_Selected text_:

South Africa’s budget deficit should fall to 5.3 percent of GDP in the 2010/11 financial year from 6.7 percent in 2009/10 and spending growth will moderate in the next three years, a policy statement released today says.
In its medium term budget policy statement — a budget framework for the next three years — the Treasury targeted a budget deficit of 3.2 percent of gross domestic product by 2014. “Over the next three years, government will balance the short-term need for fiscal stimulus with the medium-term need to consolidate the fiscal position as economic growth recovers,” the Treasury said.
The budget moved back into the red in 2008/09 as Africa’s biggest economy ramped up spending to offset the impact of its first recession since 1992 last year. That pushed up government borrowing to an estimated 825 billion rand in 2010/11 from 673 billion in 2009/10.
The Treasury saw tax revenue rising in line with the broader economic recovery over the next three years, from 24.4 percent of GDP in 2009/10 to 26.4 percent by 2013/14. It said that over the long-term, tax revenue had to increase to fund spending.
“If the current mix of tax instruments cannot provide sufficient resources, changes to tax policy, including higher taxes, will need to be considered.” Finance Minister Pravin Gordhan told journalists, however, that the Treasury was not raising taxes “yet”.Growth in expenditure will ease slightly in that time period from 33.7 percent of GDP to 32.3 percent by 2013/14.

_Collected material_:
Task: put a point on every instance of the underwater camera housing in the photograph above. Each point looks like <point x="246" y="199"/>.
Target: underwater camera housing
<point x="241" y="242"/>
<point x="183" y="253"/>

_Problems to solve_:
A. List each financial year that the article on South Africa's budget deficit writes as two years joined by a slash, giving each only once.
B. Extend the article on South Africa's budget deficit by continuing it from its last sentence.
The lines have no connection to the article on South Africa's budget deficit.

_Answers by item number_:
A. 2008/09, 2009/10, 2010/11, 2013/14

B.
“Government is obliged to ensure that the fiscus is sustainable so that future priorities can be afforded,” the Treasury said. It said higher economic growth over the long term would support debt reduction although borrowing by state-owned companies such as power utility Eskom and logistics firm Transnet would keep public-sector borrowing requirement at “an elevated level”.
The Treasury warned against the impact of a ballooning state wage bill that is currently at 40 percent of total government spending. “Should wage growth continue to accelerate in excess of revenue growth, the sustainability of government employment, investment and other goods and services will be undermined. The proposed fiscal framework makes provision for average annual growth in compensation of 6.3 percent,” the Treasury said.
After a crippling three-week strike that closed schools and left hospitals in chaos for most of August, the government settled a wage dispute with workers with a 7.5 percent wage increase and a monthly 800 rand housing subsidy.